TEXTAUSZUG -
#####
Überwindet das Böse mit Gutem!
Herzlich willkommen zu unserer Andacht am Sonntag.
Heute geht es um Konflikte, um Unrecht, das wir erleben, das andere uns antun, und wie wir damit umgehen. Also ein Thema, das alle betrifft. Wie verhalten wir uns?
Wie reagieren wir, wenn uns jemand verletzt, uns Böses antut? Auch weil das ein so wichtiges Thema ist, möchte ich beten.
Herr wir kommen zu dir. So wie wir sind. Vater, Du bist der Vater der Barmherzigkeit.
Jesus, du hast für uns gelitten, du hast alles gegeben, um Frieden zu schaffen. Heiliger Geist, Du bist die Kraft der Liebe Gottes, du willst uns verändern und das Wesen Gottes in uns stark machen. Erbarme dich über uns. Lass uns lernen von dir. Gib uns ein Herz, das die gehört und dir das dir vertraut! Amen.
Ich lese einen Abschnitt aus dem Brief von Paulus an die Christen in Rom: Römer 12, 17-21
17 Vergeltet niemandem Böses mit Bösem. Seid auf Gutes bedacht gegenüber jedermann. 18 Ist’s möglich, soviel an euch liegt, so habt mit allen Menschen Frieden. 19 Rächt euch nicht selbst, meine Lieben, sondern gebt Raum dem Zorn Gottes; denn es steht geschrieben (5.Mose 32,35): »Die Rache ist mein; ich will vergelten, spricht der Herr.« 20 Vielmehr, »wenn deinen Feind hungert, so gib ihm zu essen; dürstet ihn, so gib ihm zu trinken. Wenn du das tust, so wirst du feurige Kohlen auf sein Haupt sammeln« (Sprüche 25,21-22). 21 Lass dich nicht vom Bösen überwinden, sondern überwinde das Böse mit Gutem. (Luther 2017)
Paulus schreibt, wie wir uns verhalten sollen in Konflikten. Konflikte gehören zum Leben. Konflikte sind nichts Schlimmes, sondern etwas ganz Natürliches. In einer Wohngemeinschaft, in der Familie, zwischen Nachbarn, auch zwischen Freunden und zwischen Völkern. Interessen sind unterschiedlich, vielleicht auch gegenläufig: Der eine will Ruhe, die andere Musik. Meinungen und Prägungen sind verschieden. Da muss es zu Konflikten kommen, wenn man ehrlich ist. Wie man mit Geld umgeht, wie man mit Zeit umgeht, ob man vorausplant oder spontan ist, ob und wie man aufräumt, wie man kommuniziert.
#####
DATENSÄTZE -
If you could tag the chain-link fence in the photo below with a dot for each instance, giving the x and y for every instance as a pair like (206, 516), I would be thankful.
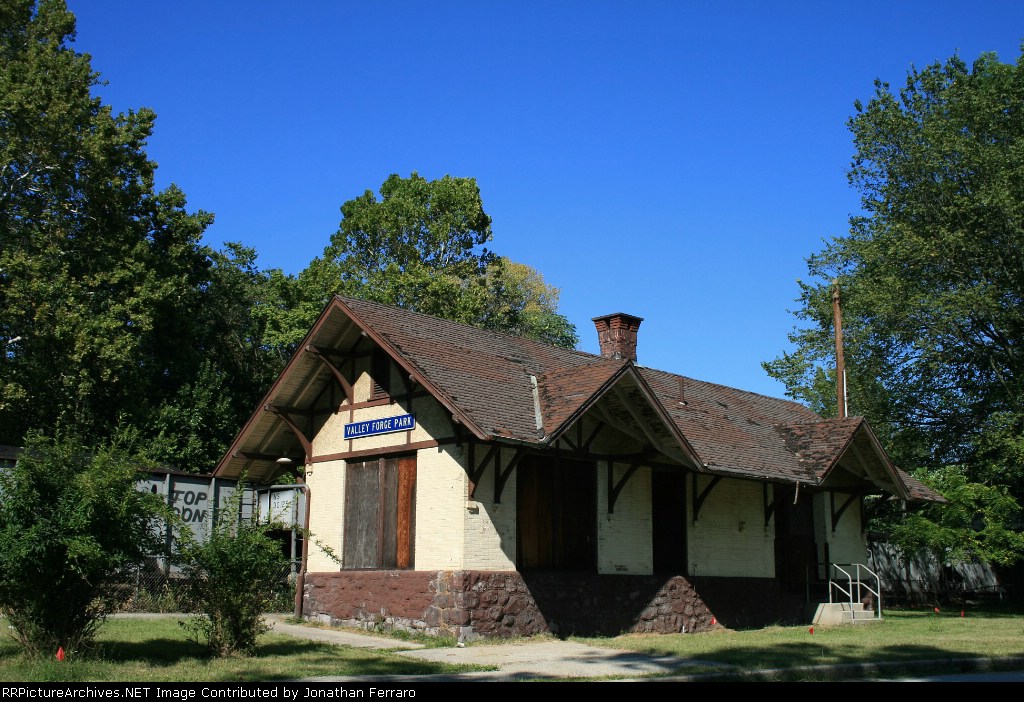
(155, 587)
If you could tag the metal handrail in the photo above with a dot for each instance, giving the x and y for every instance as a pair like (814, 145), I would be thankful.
(855, 584)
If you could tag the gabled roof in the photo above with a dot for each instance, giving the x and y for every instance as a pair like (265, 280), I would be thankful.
(505, 388)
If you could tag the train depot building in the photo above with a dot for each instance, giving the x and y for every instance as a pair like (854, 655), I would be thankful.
(465, 482)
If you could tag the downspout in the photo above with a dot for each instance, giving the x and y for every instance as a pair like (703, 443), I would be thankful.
(300, 578)
(840, 362)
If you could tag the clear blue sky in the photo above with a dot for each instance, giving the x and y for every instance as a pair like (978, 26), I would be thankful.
(673, 160)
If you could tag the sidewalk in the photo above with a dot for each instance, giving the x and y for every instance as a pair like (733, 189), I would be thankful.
(562, 660)
(515, 661)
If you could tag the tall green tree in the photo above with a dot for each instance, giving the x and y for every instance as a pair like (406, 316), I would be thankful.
(112, 310)
(422, 246)
(932, 282)
(72, 521)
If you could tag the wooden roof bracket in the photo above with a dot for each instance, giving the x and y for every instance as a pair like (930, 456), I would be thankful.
(475, 473)
(615, 488)
(282, 413)
(699, 498)
(321, 355)
(838, 515)
(501, 477)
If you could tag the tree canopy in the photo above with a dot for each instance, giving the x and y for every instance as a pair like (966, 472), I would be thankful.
(932, 279)
(112, 310)
(422, 246)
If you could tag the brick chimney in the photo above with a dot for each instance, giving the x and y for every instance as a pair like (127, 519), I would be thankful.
(617, 335)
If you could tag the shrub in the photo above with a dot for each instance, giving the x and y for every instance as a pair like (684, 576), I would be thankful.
(72, 521)
(232, 578)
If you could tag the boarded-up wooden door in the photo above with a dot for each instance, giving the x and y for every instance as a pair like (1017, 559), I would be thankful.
(556, 514)
(380, 496)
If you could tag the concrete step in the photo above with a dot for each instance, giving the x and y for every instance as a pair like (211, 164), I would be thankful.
(842, 613)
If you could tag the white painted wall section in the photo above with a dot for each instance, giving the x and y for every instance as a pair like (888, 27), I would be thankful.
(729, 538)
(624, 537)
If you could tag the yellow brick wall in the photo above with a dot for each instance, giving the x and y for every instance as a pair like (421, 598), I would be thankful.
(491, 527)
(729, 538)
(624, 537)
(440, 509)
(327, 497)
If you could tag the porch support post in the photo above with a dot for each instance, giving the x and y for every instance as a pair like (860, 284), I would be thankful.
(699, 497)
(613, 488)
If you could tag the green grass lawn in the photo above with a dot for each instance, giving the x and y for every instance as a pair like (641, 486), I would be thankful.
(902, 637)
(157, 650)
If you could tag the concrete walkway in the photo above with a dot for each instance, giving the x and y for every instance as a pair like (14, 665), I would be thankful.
(549, 659)
(562, 660)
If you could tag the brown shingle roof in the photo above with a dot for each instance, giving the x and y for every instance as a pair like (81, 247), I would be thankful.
(485, 379)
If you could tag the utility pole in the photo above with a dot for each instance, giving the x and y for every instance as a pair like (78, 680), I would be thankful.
(840, 363)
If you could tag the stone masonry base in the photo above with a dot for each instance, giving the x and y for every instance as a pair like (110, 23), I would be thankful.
(498, 604)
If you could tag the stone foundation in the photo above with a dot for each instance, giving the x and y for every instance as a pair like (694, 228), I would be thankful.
(505, 604)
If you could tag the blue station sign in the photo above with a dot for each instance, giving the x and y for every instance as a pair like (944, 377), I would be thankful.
(383, 426)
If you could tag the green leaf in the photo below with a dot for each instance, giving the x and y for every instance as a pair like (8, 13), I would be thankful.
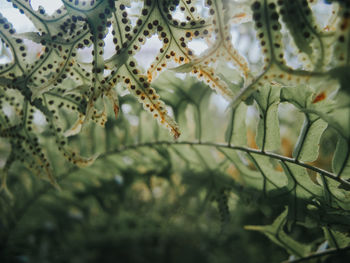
(341, 159)
(268, 130)
(276, 233)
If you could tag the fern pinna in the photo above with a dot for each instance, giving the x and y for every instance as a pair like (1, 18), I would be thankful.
(269, 143)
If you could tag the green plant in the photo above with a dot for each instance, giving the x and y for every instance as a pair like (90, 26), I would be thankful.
(273, 146)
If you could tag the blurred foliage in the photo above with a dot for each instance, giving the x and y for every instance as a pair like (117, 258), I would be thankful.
(274, 157)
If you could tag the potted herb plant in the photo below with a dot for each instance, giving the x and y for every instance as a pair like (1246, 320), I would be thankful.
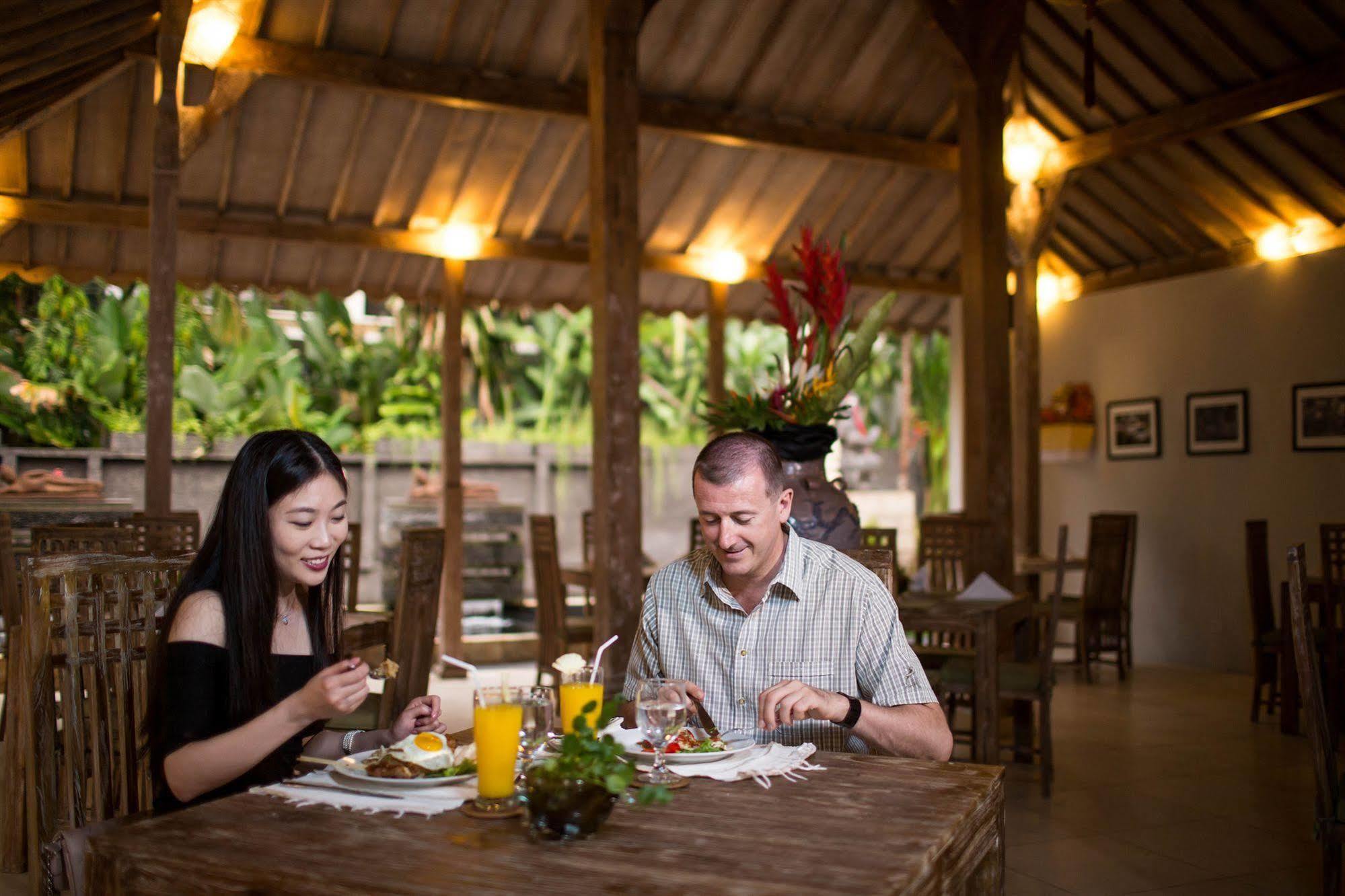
(571, 794)
(826, 354)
#####
AUFGABENLISTE -
1. Aus welchem Brief des Paulus liest die Andacht einen Abschnitt vor?
2. Schreibe die Datensätze ab der Zeile, die „If you could tag the fern“ enthält, bis zum Ende der Datensätze neu und ersetze dabei „I would be thankful“ durch „I would be grateful“. Lass die Bilder in der Ausgabe weg.

LÖSUNGEN -
1. Aus dem Brief an die Christen in Rom, Römer 12, 17-21.

2.
If you could tag the fern pinna in the photo above with a dot for each instance, giving the x and y for every instance as a pair like (1, 18), I would be grateful.
(269, 143)
If you could tag the green plant in the photo above with a dot for each instance, giving the x and y for every instance as a pair like (90, 26), I would be grateful.
(273, 146)
If you could tag the blurred foliage in the photo above with a dot for each instance, giving the x and y for every instance as a pair like (117, 258), I would be grateful.
(274, 157)
If you could tag the potted herb plant in the photo below with a dot for each instance, giving the x and y for every instance as a pair like (1246, 320), I would be grateful.
(571, 794)
(826, 354)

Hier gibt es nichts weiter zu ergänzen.